### Given request A
In the passage on Heifetz's violin playing, what tuning pitch did Heifetz prefer?

### Passage to read
While most of the cantorial elements of his playing remain, Heifetz appears later in life to progressively contrast - perhaps even counteract - and interject them with larger dozes of restlessness and underlying sense of urgency, which went some way to counteract the soothing, emotive nature of the cantorial narrative (although none of this actually turned him into a non-cantorial player). A few “tricks” were engaged in achieving this hardening of expression. First, he employed a higher tuning pitch than most. This is particularly notable in chamber music (but also in orchestral works). Granted, his violin would have soared above the rest (if by nothing else than by his sheer singing ability and purity of intonation), nevertheless tuning it slightly higher (Heifetz preferred the A=444 as opposed to 440) certainly gave it an extra edge. Perhaps this was one of the reasons that Heifetz’s ensemble playing was condemned in some circles as being individualistic and lacking integration with his colleagues. His later chamber music recordings give some credit to this criticism; even in larger formations such as the Mendelssohn Octet his violin is aurally insuppressible. (At one point in the recording session Heifetz tried to play a few tricks by moving a mike closer to his violin before realizing that the studio technician could rebalance the sound on the console's input, thus negating his mike 'manipulations'. Still, the other musicians were amused...).

Photo labels with boxes:
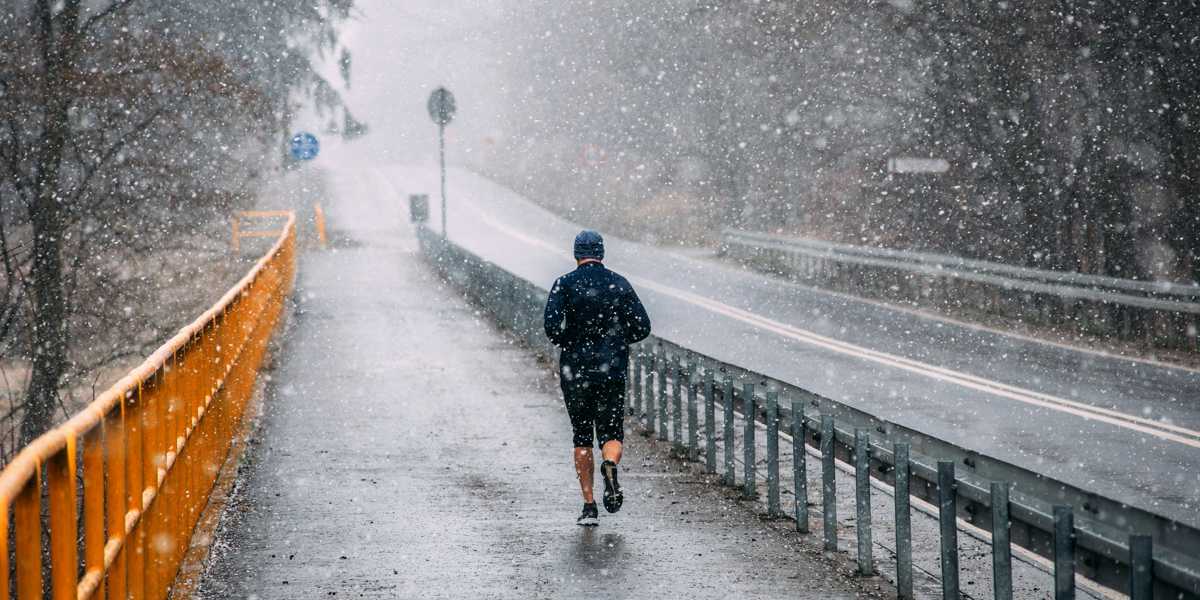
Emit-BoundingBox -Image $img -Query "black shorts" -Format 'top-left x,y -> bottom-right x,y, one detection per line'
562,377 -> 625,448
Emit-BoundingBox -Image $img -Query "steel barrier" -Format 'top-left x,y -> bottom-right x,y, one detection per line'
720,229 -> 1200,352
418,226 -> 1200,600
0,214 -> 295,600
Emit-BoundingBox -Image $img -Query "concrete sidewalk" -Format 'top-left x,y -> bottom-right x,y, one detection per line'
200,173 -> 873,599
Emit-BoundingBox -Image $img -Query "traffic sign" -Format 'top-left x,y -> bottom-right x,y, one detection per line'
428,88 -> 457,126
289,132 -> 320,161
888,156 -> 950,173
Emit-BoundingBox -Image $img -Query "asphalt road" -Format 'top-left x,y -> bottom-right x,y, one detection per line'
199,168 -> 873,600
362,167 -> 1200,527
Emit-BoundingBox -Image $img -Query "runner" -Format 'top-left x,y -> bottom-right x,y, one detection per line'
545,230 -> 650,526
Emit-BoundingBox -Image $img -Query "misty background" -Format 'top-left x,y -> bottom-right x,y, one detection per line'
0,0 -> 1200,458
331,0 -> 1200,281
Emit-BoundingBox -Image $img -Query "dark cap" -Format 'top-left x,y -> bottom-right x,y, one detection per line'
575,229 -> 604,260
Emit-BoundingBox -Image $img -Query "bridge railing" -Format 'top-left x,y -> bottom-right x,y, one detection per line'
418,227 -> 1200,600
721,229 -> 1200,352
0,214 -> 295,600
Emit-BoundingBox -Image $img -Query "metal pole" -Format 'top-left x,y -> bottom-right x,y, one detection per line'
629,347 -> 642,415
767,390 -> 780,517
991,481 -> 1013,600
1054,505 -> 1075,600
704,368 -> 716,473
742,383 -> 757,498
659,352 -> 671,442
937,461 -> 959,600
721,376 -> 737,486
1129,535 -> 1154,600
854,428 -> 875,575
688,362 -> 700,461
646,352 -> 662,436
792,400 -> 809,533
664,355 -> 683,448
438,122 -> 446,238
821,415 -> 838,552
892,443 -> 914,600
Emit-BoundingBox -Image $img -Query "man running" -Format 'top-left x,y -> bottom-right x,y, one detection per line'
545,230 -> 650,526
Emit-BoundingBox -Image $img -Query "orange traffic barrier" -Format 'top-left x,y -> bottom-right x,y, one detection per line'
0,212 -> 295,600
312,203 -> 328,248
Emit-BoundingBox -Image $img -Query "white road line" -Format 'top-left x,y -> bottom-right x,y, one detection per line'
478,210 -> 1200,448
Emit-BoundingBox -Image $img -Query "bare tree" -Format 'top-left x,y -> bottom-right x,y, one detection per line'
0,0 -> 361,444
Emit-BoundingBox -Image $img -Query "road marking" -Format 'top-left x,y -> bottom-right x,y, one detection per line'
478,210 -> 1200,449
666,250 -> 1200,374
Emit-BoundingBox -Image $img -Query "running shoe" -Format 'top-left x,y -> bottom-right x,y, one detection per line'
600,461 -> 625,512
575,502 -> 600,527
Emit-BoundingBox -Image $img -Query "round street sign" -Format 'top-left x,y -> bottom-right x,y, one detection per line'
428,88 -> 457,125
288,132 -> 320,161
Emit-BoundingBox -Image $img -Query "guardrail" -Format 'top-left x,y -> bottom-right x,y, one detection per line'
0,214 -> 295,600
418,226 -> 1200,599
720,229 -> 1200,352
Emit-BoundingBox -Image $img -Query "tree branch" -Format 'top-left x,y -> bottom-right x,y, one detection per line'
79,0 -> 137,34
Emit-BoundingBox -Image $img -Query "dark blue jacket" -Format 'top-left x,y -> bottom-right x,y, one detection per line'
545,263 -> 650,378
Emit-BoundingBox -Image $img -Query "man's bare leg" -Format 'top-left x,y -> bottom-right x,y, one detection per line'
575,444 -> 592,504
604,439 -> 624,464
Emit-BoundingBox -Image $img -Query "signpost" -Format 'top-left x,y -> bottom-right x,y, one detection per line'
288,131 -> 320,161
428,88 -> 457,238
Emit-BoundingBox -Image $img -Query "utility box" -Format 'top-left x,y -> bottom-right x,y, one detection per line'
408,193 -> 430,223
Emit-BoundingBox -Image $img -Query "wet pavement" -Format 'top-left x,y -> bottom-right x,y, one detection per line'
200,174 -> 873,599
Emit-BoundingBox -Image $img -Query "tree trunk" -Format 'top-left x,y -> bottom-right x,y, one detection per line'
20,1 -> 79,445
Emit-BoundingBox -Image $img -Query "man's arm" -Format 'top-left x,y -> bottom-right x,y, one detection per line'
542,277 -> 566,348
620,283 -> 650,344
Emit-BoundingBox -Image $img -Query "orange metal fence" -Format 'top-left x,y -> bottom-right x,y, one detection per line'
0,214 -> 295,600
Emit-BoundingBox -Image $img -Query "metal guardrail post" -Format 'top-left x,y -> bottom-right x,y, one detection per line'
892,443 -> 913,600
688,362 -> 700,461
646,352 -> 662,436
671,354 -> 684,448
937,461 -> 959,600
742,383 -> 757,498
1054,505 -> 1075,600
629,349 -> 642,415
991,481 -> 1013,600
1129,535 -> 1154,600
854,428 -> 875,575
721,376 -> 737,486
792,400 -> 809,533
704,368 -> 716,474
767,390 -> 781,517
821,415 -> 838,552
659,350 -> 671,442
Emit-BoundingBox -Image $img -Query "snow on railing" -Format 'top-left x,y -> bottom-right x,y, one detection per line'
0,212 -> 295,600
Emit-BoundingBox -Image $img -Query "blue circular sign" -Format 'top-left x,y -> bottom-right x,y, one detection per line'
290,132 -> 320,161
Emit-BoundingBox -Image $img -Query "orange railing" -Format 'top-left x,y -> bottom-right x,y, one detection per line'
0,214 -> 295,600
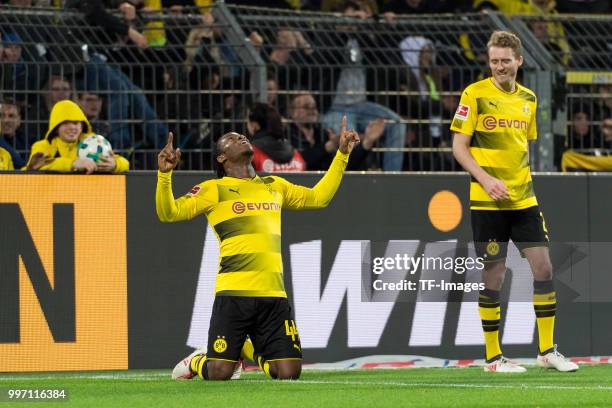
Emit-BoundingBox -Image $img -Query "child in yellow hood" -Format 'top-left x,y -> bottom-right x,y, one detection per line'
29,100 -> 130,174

### Given request B
Please render everything in the records from their start down to the line containing "888,156 -> 950,173" as a JSON list of strings, one string per line, skipping blank lines and omitting the pictures.

### Written reply A
A=444, as opposed to 440.

### Written reply B
[
  "Emit-BoundingBox -Image $img -Query \"black shorts\" -Format 'top-left x,y -> bottom-right x,y, one detection per line'",
  "562,377 -> 625,448",
  "Emit-BoundingBox -Image $img -Query \"steel barrier\" -Format 'top-left x,y -> bottom-right x,y, one detection per line'",
  "720,229 -> 1200,352",
  "418,226 -> 1200,600",
  "0,214 -> 295,600",
  "Emit-BoundingBox -Image $img -Query \"concrete sidewalk\" -Format 'top-left x,y -> bottom-right x,y, one detection per line'",
  "200,173 -> 873,599",
  "Emit-BoundingBox -Image $img -Query \"traffic sign\" -Format 'top-left x,y -> bottom-right x,y, one detection per line'",
  "428,88 -> 457,126",
  "289,132 -> 320,161",
  "888,156 -> 950,173"
]